- **Stored entries**:
------

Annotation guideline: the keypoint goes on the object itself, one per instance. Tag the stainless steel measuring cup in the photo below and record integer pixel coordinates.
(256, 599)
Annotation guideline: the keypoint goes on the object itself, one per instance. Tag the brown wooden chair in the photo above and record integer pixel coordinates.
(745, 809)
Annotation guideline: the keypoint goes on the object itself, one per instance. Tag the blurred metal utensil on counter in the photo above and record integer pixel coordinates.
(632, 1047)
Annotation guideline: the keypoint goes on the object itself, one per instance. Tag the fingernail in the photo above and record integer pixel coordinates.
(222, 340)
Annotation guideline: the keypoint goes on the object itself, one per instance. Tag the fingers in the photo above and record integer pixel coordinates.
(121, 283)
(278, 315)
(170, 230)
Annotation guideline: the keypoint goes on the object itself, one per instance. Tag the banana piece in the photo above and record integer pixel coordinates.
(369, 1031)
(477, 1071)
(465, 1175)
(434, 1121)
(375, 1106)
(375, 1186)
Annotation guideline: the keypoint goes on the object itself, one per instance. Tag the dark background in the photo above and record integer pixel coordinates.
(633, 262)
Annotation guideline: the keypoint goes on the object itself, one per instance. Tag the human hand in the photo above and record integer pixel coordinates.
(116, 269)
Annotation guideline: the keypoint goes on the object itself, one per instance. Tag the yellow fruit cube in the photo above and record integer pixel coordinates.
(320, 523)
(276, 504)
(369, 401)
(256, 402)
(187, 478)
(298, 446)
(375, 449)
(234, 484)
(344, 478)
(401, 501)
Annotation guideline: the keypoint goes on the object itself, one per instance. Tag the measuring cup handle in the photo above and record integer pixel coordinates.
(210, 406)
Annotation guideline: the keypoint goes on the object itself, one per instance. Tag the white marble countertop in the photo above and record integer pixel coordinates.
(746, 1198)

------

- **Task objective**: Please make an exact copy of the entries, down to the last character.

- **Exercise response**:
Annotation guideline: the keypoint goes on the object itself, one per instance. Tag the stainless steel measuring cup in the photo below and record integer pixel coordinates.
(256, 599)
Annotation guideline: the keypoint goes on the object itself, one per instance. Tag the brown wooden chair in the photo above and record integer pixel coordinates.
(745, 809)
Annotation guideline: the keypoint goes on the object itself, one per instance. Tag the blurred metal utensil on counter in the photo above and record integer pixel coordinates.
(632, 1047)
Annotation guideline: the keypoint goes on the object itself, one per instance. Tag the fingernail in the photo above and record integer pixel coordinates.
(222, 340)
Annotation guideline: the keypoint goes on the object itself, one per instance. Tag the fingers in the photo above and record integer pixel coordinates.
(121, 283)
(278, 315)
(170, 230)
Annotation guideline: the keypoint goes on the object itself, one per instance. Tag the banana piece in the photo above and record integer pixel coordinates.
(369, 1031)
(477, 1071)
(465, 1175)
(434, 1121)
(375, 1106)
(375, 1186)
Annotation guideline: the keypoint goes on the object itself, one per instance. Tag the dark background in the photo above and record integer pixel coordinates.
(633, 262)
Annotation guideline: the keypoint goes on the object itself, one per instance. Tag the human hand in the photo above and record integer pixel coordinates.
(116, 269)
Annotation guideline: the keypoint goes on the object itself, one per instance. Tag the yellow fruit cube in the photo above and record integer pixel coordinates.
(320, 523)
(276, 504)
(369, 401)
(256, 402)
(187, 478)
(298, 446)
(375, 449)
(234, 484)
(344, 478)
(401, 501)
Annotation guideline: the keypoint goes on the object itself, one per instance. Tag the measuring cup handle in the photo above and record integer pixel coordinates.
(210, 406)
Annotation guideline: the keypoint goes on the object itself, one per instance. Tag the white marble countertop in the photo above and record integer pixel coordinates.
(746, 1198)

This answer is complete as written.